Find the word "patch" in the records below. List each line containing it.

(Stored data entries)
■ ■ ■ ■

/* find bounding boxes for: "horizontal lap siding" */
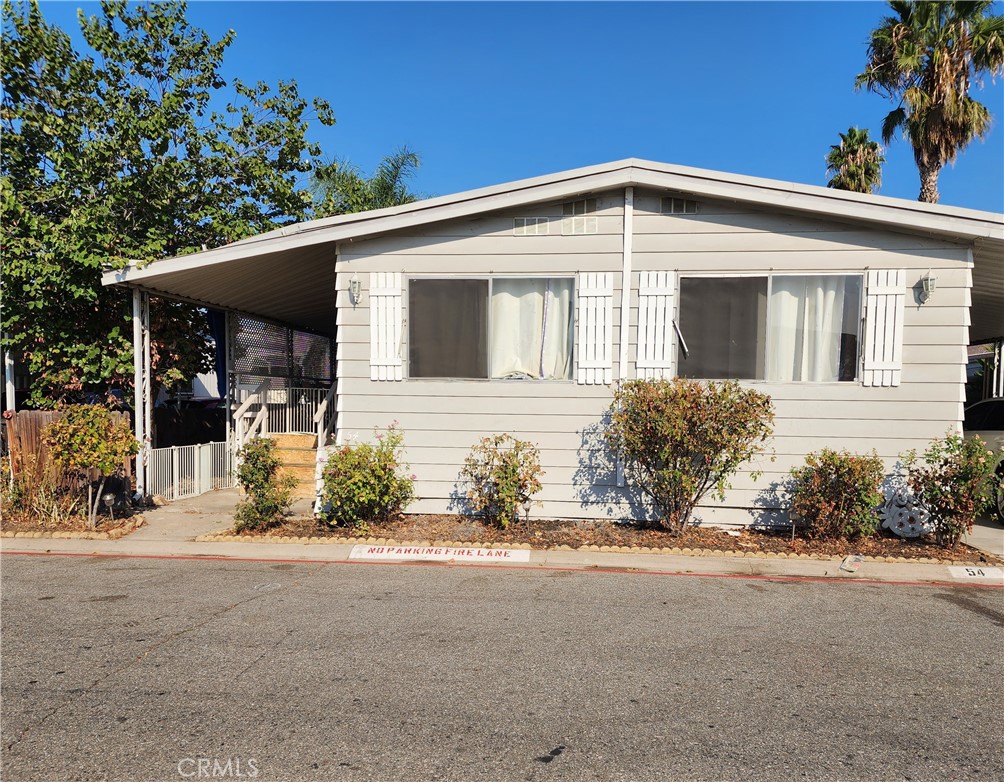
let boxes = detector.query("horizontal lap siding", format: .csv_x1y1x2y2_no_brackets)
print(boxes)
336,191,628,521
331,190,974,525
629,192,970,524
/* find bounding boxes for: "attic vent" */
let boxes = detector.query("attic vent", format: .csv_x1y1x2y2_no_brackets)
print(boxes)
661,197,698,215
562,198,598,235
513,217,549,236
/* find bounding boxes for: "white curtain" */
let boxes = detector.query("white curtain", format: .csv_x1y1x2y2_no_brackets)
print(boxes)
491,279,573,379
767,276,846,382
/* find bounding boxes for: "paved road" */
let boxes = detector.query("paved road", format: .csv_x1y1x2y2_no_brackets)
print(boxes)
2,554,1002,782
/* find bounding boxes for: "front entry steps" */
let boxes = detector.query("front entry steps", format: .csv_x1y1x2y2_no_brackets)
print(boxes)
269,433,317,500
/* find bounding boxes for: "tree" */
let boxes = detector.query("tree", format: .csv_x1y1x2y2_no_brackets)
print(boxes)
1,0,335,406
43,405,139,529
313,146,423,215
857,0,1004,203
825,126,885,193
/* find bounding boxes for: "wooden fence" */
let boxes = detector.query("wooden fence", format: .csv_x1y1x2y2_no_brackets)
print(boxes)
4,410,133,484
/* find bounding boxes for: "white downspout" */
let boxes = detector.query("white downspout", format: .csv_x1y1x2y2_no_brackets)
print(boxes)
616,187,634,487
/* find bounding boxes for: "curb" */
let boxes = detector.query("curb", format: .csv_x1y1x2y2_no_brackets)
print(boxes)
1,516,146,541
190,532,993,567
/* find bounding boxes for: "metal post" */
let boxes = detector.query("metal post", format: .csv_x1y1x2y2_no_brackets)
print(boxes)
3,336,15,411
171,445,179,501
132,291,147,499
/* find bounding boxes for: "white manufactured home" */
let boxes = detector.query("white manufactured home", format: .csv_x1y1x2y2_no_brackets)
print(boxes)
104,160,1004,525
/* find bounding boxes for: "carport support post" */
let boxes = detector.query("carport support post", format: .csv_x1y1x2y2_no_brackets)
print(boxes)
132,289,151,500
3,334,14,411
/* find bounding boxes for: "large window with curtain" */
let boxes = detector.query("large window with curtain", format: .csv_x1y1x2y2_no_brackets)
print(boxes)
677,274,861,382
408,277,574,380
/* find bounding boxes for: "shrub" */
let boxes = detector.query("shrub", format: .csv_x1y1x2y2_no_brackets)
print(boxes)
787,449,885,539
42,405,139,529
233,438,296,533
461,434,544,528
902,434,1003,548
319,424,415,532
605,378,774,533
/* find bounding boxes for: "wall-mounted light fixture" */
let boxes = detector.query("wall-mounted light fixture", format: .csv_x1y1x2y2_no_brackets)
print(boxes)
920,270,937,303
349,274,362,305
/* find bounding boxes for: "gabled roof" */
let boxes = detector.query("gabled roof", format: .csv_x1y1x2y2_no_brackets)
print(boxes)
103,158,1004,339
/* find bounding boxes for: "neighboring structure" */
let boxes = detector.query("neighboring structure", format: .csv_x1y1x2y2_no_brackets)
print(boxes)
103,159,1004,524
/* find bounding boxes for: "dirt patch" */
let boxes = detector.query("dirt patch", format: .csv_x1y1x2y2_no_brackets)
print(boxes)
234,513,1002,565
1,509,143,537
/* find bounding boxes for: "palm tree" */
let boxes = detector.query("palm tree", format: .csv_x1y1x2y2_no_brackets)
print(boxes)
826,127,885,193
857,1,1004,203
313,147,423,215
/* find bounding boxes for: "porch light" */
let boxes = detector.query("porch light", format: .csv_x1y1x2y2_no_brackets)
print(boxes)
349,274,362,305
920,270,937,303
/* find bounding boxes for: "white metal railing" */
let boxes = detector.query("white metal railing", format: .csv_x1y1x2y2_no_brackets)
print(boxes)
148,441,235,501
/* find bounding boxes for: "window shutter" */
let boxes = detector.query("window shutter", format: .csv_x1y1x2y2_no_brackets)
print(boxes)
862,269,905,387
369,272,403,381
636,271,675,380
577,272,614,385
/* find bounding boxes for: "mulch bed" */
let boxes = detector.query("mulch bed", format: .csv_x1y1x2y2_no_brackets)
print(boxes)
0,509,141,536
234,513,1002,565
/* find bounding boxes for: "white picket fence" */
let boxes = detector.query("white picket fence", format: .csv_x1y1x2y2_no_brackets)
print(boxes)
148,441,235,501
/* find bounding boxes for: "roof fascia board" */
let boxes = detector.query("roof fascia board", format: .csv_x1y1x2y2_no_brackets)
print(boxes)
103,159,1003,288
102,168,631,287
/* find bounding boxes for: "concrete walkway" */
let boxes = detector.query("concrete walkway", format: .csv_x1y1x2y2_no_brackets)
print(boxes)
963,514,1004,558
3,490,1003,587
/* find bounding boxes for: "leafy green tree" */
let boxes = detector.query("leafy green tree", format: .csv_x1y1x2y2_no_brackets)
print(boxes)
313,146,423,215
825,127,885,193
1,0,335,405
43,405,139,529
857,0,1004,203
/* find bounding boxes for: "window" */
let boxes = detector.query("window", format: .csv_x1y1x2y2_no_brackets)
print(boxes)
514,217,549,236
562,198,598,235
408,278,574,380
661,197,698,215
677,275,861,382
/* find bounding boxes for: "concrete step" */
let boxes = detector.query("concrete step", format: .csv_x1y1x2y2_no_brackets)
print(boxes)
270,433,316,450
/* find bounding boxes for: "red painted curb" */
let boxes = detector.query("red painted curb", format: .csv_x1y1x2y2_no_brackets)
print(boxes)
2,549,1001,589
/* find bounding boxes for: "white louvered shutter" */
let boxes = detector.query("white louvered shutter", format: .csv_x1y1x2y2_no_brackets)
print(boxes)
577,272,614,385
636,271,675,380
369,272,403,381
862,269,905,387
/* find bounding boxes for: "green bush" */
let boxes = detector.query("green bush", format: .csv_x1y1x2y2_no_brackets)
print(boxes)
319,424,415,532
42,404,139,528
605,378,774,533
233,438,296,533
902,434,1003,548
461,434,544,528
788,449,885,539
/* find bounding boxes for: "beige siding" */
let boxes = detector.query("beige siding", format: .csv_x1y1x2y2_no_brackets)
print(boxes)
332,188,974,525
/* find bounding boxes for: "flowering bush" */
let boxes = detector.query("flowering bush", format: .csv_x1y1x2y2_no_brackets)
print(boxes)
319,424,415,532
234,438,296,532
461,434,544,528
902,434,1003,548
605,378,774,533
787,449,885,539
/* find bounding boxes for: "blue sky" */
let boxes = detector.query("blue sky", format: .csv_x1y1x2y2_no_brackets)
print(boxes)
38,1,1004,211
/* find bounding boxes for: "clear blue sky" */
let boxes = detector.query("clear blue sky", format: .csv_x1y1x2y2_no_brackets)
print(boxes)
38,1,1004,211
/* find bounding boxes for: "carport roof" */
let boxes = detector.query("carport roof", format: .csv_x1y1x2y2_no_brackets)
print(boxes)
102,158,1004,341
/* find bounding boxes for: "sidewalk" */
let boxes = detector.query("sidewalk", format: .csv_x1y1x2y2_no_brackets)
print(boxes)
3,491,1002,587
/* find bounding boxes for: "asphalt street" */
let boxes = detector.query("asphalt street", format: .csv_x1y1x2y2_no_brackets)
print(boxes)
2,553,1002,782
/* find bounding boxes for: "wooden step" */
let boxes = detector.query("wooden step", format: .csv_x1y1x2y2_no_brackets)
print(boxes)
274,446,315,465
270,433,316,450
279,464,316,483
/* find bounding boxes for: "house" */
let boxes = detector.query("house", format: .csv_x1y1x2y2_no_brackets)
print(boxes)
103,159,1004,525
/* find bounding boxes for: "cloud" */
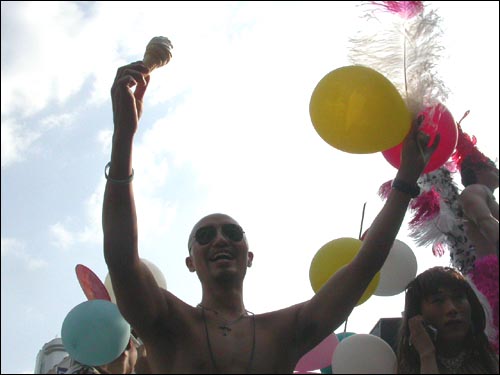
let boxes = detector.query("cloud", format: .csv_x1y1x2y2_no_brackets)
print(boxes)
1,112,77,169
48,163,178,252
2,2,85,116
1,238,48,270
1,2,259,117
1,118,41,168
39,113,76,132
49,222,76,250
49,187,105,250
97,129,113,154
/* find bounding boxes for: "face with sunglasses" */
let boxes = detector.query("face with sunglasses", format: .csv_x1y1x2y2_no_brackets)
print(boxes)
186,214,253,279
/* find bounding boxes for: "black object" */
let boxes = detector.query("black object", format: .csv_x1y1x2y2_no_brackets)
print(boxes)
370,317,403,352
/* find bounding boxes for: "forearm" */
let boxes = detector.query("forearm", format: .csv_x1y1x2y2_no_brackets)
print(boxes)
102,133,138,267
354,169,416,275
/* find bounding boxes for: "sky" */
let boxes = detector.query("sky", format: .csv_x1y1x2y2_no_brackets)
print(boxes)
1,1,498,373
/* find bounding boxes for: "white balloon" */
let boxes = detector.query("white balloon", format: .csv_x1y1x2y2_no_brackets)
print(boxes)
142,259,167,290
331,334,396,374
374,239,418,296
104,258,167,303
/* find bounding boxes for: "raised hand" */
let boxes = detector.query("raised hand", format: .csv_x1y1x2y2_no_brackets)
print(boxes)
110,62,150,136
408,315,436,357
400,115,441,180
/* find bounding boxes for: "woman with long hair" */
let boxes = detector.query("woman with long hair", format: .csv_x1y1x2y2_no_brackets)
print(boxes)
396,266,498,373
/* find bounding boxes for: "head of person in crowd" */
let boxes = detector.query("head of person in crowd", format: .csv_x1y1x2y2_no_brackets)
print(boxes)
452,115,499,189
396,266,498,374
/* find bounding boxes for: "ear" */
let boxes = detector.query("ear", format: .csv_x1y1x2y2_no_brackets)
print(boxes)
247,251,254,267
185,256,196,272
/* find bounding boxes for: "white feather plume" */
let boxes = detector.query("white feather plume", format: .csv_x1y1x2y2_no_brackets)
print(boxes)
348,1,449,116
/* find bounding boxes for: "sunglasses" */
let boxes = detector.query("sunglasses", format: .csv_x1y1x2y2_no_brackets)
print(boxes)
194,224,245,246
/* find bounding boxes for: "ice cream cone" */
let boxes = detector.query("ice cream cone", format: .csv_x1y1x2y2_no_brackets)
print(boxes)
143,36,173,72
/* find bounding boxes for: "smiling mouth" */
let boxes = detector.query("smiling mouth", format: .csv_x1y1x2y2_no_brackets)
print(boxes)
211,253,234,262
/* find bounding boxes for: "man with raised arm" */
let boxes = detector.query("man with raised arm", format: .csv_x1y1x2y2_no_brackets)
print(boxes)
103,60,438,373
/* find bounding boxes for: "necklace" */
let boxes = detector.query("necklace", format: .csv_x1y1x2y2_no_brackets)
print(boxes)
198,304,250,336
437,350,467,374
198,304,256,373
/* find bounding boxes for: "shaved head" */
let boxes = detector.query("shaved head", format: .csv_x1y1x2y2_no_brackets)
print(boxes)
188,213,242,251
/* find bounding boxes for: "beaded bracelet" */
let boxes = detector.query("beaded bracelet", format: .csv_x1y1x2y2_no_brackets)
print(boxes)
391,178,420,198
104,162,134,184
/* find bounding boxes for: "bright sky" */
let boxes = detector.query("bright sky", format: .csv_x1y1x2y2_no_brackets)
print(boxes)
1,1,498,373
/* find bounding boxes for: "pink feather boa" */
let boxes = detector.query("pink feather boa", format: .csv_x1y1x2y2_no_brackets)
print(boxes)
468,254,499,354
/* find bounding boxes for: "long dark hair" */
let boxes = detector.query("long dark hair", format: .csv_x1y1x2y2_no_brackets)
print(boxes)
396,266,498,373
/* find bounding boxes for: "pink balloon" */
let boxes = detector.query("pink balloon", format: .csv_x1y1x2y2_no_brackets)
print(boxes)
382,103,457,173
295,332,339,372
75,264,111,301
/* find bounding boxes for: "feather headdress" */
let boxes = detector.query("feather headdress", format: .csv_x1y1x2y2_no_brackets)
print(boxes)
348,1,449,116
452,110,495,172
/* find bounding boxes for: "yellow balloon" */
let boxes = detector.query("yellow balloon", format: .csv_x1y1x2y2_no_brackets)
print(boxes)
309,65,411,154
309,237,380,306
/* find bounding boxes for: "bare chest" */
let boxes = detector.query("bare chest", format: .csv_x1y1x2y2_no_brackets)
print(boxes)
148,313,295,373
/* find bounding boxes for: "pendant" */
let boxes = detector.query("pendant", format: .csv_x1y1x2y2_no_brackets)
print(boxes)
219,325,232,336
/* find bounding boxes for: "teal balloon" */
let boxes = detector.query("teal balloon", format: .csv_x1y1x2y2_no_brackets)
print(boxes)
61,300,130,366
320,365,333,373
336,332,355,342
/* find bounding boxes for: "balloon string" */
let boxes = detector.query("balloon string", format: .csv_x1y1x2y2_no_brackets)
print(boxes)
358,202,367,239
339,202,367,336
340,203,366,337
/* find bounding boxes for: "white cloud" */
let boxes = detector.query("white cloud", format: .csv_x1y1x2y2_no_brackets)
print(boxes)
76,189,106,246
1,238,48,270
1,237,22,256
47,163,178,251
1,2,100,117
1,118,41,168
39,113,76,132
49,190,104,250
1,112,76,169
97,129,113,154
49,222,75,250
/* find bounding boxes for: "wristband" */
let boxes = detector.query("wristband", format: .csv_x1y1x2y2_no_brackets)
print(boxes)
391,178,420,198
104,162,134,184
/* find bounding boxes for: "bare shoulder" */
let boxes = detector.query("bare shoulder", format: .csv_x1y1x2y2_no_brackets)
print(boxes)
460,184,492,201
462,183,489,195
255,302,305,328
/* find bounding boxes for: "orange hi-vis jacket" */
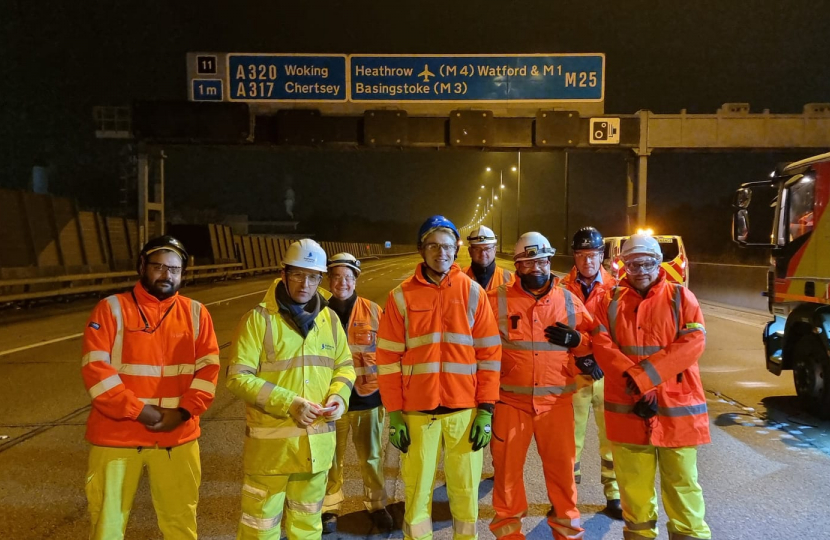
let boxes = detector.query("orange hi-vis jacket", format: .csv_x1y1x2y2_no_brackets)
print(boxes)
349,296,383,397
561,266,616,315
463,265,514,291
488,278,593,415
592,271,710,447
376,263,502,412
81,283,220,448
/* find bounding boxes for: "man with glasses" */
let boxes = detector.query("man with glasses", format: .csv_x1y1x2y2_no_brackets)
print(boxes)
81,235,220,539
377,215,501,540
560,227,622,520
463,225,513,291
486,231,591,540
227,238,355,540
592,234,711,540
321,253,393,534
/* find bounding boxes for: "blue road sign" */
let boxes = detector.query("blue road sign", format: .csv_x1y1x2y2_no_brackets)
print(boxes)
350,54,604,102
228,54,347,102
192,79,223,101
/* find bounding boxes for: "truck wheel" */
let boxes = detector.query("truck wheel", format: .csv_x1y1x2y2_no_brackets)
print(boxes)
792,334,830,419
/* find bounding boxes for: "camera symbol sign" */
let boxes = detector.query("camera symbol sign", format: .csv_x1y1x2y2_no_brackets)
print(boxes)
589,117,620,145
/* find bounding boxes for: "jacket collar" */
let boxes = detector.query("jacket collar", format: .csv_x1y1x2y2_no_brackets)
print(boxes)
413,262,463,288
509,273,561,300
132,282,178,310
619,269,669,298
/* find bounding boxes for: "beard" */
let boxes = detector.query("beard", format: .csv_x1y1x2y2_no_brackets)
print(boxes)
140,274,180,300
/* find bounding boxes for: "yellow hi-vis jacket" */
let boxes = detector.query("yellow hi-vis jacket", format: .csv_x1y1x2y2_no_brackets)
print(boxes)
226,279,355,475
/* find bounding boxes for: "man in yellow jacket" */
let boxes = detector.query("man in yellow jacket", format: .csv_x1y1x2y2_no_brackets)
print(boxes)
227,239,356,540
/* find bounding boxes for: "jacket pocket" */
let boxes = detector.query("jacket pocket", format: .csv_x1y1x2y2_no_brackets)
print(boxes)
664,371,692,396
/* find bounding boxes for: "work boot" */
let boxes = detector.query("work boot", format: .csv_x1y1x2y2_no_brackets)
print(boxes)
370,508,394,532
604,499,623,520
322,512,338,534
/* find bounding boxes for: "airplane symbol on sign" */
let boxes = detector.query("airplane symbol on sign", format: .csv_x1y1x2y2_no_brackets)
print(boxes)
418,64,435,82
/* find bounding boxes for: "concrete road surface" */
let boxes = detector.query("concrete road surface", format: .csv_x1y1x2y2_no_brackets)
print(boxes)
1,254,828,539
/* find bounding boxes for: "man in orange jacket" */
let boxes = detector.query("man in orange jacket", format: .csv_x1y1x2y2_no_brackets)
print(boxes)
463,225,513,291
81,236,220,540
377,215,501,540
560,227,622,519
487,232,591,540
592,234,711,540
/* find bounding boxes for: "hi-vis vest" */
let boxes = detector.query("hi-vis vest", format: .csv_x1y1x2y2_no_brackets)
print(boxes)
488,278,593,415
376,263,501,412
348,296,382,397
464,265,514,291
226,279,355,475
81,284,220,448
592,272,710,447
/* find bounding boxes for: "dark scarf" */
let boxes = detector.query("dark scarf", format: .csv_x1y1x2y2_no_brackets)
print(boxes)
328,292,358,328
470,260,496,289
275,281,325,338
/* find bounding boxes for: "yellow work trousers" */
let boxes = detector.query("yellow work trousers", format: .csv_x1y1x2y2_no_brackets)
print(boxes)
85,440,201,540
401,409,482,540
237,470,327,540
572,376,619,500
323,406,388,513
611,443,711,540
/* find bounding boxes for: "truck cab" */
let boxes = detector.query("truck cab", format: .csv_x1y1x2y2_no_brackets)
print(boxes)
604,233,689,287
732,151,830,417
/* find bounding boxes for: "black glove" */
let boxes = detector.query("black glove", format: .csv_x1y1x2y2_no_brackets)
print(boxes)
544,322,582,349
633,391,658,419
575,355,604,380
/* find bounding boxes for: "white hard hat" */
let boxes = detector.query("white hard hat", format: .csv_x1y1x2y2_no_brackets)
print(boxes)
621,234,663,262
514,232,556,262
283,239,327,273
327,252,361,276
466,225,497,245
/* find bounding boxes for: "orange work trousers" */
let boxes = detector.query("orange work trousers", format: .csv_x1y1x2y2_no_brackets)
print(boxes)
490,400,583,540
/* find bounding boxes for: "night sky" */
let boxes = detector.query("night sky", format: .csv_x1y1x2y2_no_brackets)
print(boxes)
3,1,829,255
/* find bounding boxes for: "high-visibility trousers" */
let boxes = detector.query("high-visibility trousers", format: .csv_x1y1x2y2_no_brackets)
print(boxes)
611,442,711,540
572,376,619,500
490,401,583,540
85,440,201,540
323,406,388,513
401,409,482,540
236,470,327,540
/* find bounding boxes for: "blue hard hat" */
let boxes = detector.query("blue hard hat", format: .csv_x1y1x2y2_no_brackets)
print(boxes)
417,215,460,247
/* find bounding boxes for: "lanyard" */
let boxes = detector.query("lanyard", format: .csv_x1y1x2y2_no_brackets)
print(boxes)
131,290,177,334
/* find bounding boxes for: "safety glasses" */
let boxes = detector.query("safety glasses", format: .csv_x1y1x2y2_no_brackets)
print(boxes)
624,258,660,275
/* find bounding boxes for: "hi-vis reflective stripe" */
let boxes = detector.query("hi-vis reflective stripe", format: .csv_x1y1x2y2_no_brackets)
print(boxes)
563,289,577,328
105,296,124,370
497,285,509,336
82,351,111,366
501,383,576,396
369,302,381,331
242,483,267,498
620,345,664,356
328,307,339,349
241,511,282,531
191,301,202,341
377,337,405,353
671,284,682,339
119,364,196,377
453,519,477,536
641,359,661,386
259,355,335,372
626,519,658,531
287,498,324,513
139,396,181,408
407,332,442,348
474,335,501,348
355,365,378,376
228,364,256,376
392,286,406,319
403,516,433,539
378,363,402,375
246,421,336,439
190,378,216,394
503,340,567,352
401,362,477,376
605,401,708,417
502,268,512,282
89,374,123,398
254,306,277,363
350,343,377,353
195,354,220,370
492,520,522,539
607,287,624,345
256,381,275,409
549,516,582,537
477,360,501,371
592,323,608,336
467,280,481,328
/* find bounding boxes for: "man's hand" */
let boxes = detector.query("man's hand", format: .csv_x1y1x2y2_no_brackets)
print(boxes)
323,395,346,421
147,408,187,432
575,355,604,380
633,391,658,419
470,408,493,451
388,411,410,453
544,322,582,349
137,404,163,427
289,396,321,427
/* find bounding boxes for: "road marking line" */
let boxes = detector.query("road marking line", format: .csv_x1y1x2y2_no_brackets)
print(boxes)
0,289,268,357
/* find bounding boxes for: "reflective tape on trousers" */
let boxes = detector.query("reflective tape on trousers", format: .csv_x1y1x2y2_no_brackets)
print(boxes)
240,511,282,531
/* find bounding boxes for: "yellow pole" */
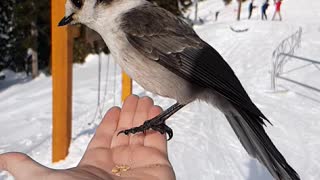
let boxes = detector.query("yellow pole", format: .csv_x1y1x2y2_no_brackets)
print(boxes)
122,72,132,102
51,0,73,163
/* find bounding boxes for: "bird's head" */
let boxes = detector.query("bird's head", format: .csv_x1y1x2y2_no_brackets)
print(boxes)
58,0,114,27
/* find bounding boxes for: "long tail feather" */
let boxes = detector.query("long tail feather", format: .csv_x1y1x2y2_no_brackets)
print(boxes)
225,105,300,180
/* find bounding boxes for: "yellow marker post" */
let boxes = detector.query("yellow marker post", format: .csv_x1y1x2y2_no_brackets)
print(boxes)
51,0,73,163
122,72,132,102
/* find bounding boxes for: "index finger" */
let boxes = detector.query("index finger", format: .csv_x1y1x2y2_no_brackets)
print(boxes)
87,107,121,149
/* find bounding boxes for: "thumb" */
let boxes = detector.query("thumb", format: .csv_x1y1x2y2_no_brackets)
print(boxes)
0,152,49,179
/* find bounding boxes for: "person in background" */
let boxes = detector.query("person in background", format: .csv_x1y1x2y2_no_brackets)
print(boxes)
24,52,32,76
261,0,269,20
215,11,220,21
248,0,254,19
272,0,282,21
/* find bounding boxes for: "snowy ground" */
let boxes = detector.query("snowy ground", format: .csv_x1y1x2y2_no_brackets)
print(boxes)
1,0,320,179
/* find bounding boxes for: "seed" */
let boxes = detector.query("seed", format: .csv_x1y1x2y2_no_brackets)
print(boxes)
111,167,120,173
122,166,130,171
112,164,131,175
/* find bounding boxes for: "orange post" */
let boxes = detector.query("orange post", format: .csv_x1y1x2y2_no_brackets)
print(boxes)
51,0,73,163
122,72,132,102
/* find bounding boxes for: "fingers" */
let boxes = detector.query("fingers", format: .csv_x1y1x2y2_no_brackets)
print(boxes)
144,106,168,155
130,96,154,145
88,107,121,149
111,95,139,148
89,95,168,157
0,152,49,179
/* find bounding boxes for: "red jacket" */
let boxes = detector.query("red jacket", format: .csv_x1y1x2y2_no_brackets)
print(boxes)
276,1,282,11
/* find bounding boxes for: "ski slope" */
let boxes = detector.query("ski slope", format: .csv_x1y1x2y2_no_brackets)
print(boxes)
1,0,320,179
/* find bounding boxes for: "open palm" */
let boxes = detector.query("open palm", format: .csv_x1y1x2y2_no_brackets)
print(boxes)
0,95,175,180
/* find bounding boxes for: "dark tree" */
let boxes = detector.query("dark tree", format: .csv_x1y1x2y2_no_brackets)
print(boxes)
222,0,248,20
223,0,248,5
223,0,233,5
12,0,51,74
0,0,15,72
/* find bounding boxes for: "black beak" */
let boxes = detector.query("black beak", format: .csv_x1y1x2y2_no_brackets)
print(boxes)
58,13,75,27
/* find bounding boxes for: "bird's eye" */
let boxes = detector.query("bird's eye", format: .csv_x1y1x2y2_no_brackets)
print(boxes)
72,0,83,9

■ ■ ■ ■

Completed task |
/* find bounding boxes for: "dirt patch" */
let boxes = detector.query("dirt patch", format: .csv_x1y1x2y2_no_brackets)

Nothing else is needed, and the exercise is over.